Stated problem 1:
In the account of the Tottenham fan, which World Cup made the writer fall in love with football?

Champions League

Champions League – Malcolm’s Madrid Misery

Lifelong Tottenham Hotspur football fan and Synergy Network employee for the past 20 years Malcolm Mc Donagh describes below his recent experience as his team took part in the most important game in its 137-year history, the UEFA Champions League Final.


I have been a football fan my whole life. Despite not being an active player in my youth or at school, my passion for the beautiful game started young and has been a huge part of my life. It was during the Mexico World Cup in 1986 that I fell in love with the game and knew that I would be a devoted fan for life. In school, my classmates taught me how the football league system worked and the laws of the game.  As a non-player, my hunger to learn more about the game was beginning to grow.

After Mexico ’86 I began to seek out and discover local football teams in my hometown – Sligo. Our local team was Sligo Rovers whom I started to follow in around 1987 or 1988. I even managed to get my Dad to return to the showgrounds to follow Sligo Rovers after ten years. He had stopped supporting Rovers in order to spend more time rearing his young family and going to Irish dancing Feiseanna with my sister.


Football had come into my life and for my dad it was returning into his life after a long absence. We got to enjoy the experience together and it was a great way to connect with my father during my teenage years as we shared the ups and downs of supporting Sligo Rovers. In the late 80’s, it was mostly downs as Rovers struggled to keep up in the league of Ireland.


If Sligo Rovers was my first team then my second team was the Republic of Ireland senior football team.

In 1988, the boys in green qualified for Euro ’88 European Championships and it was Ireland’s first appearance in a major football tournament. I always remember the heat wave that hit Sligo on that Sunday in June of ‘88 when Ireland played their opening game against England. Ireland won the game 1-0 and announced our arrival on the European football stage. The success of Germany ’88 led Ireland to finally qualify for the world cup tournament in Italy 1990. Our opening game was another rematch of Ireland v England and this time it was honours even in a 1-1 final score. For many, Italia ’90 was the first time since the foundation of the state that Irish people could stand behind our tricolour flag and announce to the world our place within the sporting world.


The Italia ’90 World Cup leads us all the way to a quarter-final meeting with Italy in Rome which Ireland lost (1-0).  Other World Cups would follow – America in 1994 and Ireland got revenge on the Italians by beating them in Giant’s stadium, New York.  It would be 8 more years before Ireland would qualify for its third and recent world cup in Japan / South Korea in 2002. When the boys in green qualified for another World Cup, I knew that I had to be part of the action.

Material shown:
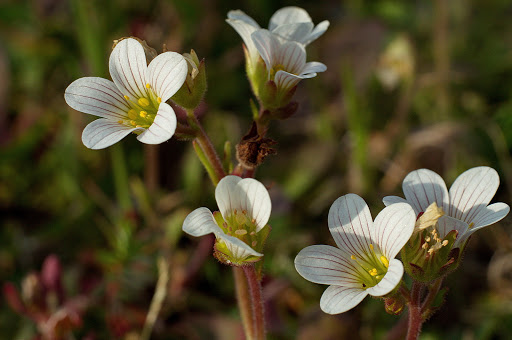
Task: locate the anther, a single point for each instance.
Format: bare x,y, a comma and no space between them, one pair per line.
143,102
132,114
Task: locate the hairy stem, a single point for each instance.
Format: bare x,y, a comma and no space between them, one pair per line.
211,159
415,317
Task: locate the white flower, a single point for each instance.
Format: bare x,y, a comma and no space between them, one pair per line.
134,102
465,205
245,207
285,60
364,262
291,23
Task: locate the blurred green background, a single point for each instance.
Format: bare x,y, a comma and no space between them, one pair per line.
409,84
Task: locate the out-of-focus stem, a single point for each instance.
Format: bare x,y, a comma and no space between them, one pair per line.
244,301
211,160
415,317
158,298
256,301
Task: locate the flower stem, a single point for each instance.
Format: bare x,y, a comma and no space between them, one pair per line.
415,317
257,302
244,302
211,160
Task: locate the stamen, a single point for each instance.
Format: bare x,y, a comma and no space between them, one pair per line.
132,114
143,102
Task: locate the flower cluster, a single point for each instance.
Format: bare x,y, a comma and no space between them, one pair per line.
430,228
276,57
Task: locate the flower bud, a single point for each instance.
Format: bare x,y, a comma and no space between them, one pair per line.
192,92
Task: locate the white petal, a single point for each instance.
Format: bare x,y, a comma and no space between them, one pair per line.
317,32
102,133
163,126
295,31
445,224
472,191
388,200
394,226
247,194
326,265
313,67
350,224
339,299
96,96
423,187
267,46
288,15
239,249
292,56
390,280
245,26
128,68
491,214
200,222
166,74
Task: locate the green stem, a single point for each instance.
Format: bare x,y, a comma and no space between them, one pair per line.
415,317
208,157
257,302
244,302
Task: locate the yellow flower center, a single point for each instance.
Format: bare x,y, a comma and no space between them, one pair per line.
143,110
371,267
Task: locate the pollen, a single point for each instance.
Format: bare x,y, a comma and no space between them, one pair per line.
132,114
143,102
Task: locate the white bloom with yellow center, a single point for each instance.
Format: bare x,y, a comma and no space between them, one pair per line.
364,262
136,99
285,60
291,23
245,208
466,205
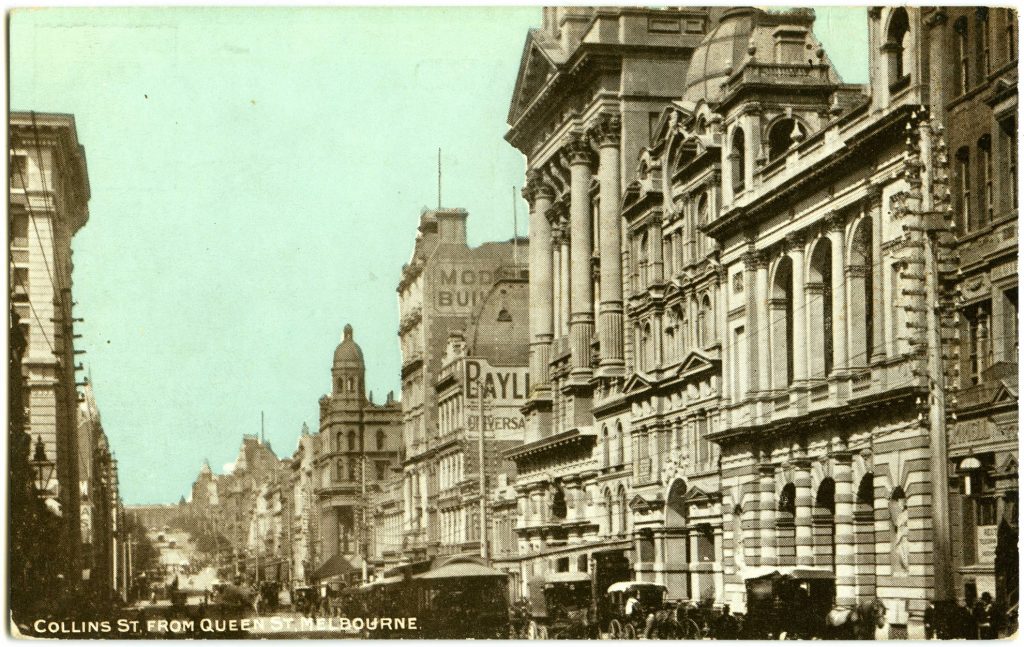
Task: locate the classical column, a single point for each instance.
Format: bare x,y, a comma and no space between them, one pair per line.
802,518
837,239
845,557
769,554
610,316
878,326
541,312
760,337
796,244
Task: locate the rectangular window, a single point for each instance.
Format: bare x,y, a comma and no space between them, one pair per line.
19,229
985,149
1009,128
20,284
965,62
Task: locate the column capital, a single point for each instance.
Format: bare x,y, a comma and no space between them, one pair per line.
872,198
835,221
794,242
755,259
607,130
579,152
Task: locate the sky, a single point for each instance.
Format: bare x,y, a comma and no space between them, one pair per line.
257,176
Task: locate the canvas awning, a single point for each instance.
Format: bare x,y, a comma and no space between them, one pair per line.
461,569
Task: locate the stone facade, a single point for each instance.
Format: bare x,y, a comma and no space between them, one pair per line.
48,204
356,449
442,285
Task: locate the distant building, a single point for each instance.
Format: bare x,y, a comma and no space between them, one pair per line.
356,449
440,287
47,205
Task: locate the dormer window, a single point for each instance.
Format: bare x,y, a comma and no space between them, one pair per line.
736,160
782,135
897,48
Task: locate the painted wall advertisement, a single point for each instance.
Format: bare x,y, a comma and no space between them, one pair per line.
505,390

Stated problem 2:
Turn the records, from the line with "Task: locate the white bloom" through the end of the records, into a numbered list, skipping blank lines and leaving out the pictures.

Exercise result 1:
The 1986 World Cup in Mexico.

Exercise result 2:
1. Task: locate the white bloom with yellow center, a single point for each instance.
2. Format: bare x,y, a comma and no space between them, one pair per line.
3. 364,262
4. 136,99
5. 285,60
6. 291,23
7. 245,208
8. 466,205
9. Task: locate the classical column, a single point for each instance.
10. Format: bare x,y, a comma and no space between them, one pair per line.
11. 802,518
12. 837,239
13. 845,557
14. 769,554
15. 610,316
16. 878,326
17. 541,312
18. 760,337
19. 796,244
20. Task: locate the rectangular window, a single point for each instance.
21. Format: bare x,y, a comma and no space between them, one pair per line.
22. 19,229
23. 985,149
24. 1009,128
25. 20,284
26. 965,62
27. Task: locate the column capital, a single point for each instance.
28. Format: bare x,y, a comma and no space between them, one pair per line.
29. 872,198
30. 835,221
31. 794,242
32. 755,259
33. 607,130
34. 579,152
35. Task: locate the sky, a single point for each instance.
36. Format: bare x,y, a comma and no space between them, one pair per line.
37. 257,176
38. Task: locate the canvas awning, a single point for each instance.
39. Format: bare x,y, a comma and no space between them, one pair per line.
40. 461,569
41. Task: locate the stone facade, a single point for each instance.
42. Format: bare x,y, a comma and no space between them, one pair per line.
43. 48,204
44. 356,449
45. 442,285
46. Task: locate the distant building, a single point for each instance.
47. Format: bare x,y, a comma and no space between them, one pair per line.
48. 356,449
49. 440,287
50. 47,205
51. Task: locate the dormer window, a single point for each instance.
52. Format: bare x,y, a comma and no space between them, one pair per line.
53. 736,160
54. 782,135
55. 897,48
56. Task: locate the painted wall advertisement, a single point for each instance.
57. Format: bare x,y, a comma and no space between them, one pair per line.
58. 505,390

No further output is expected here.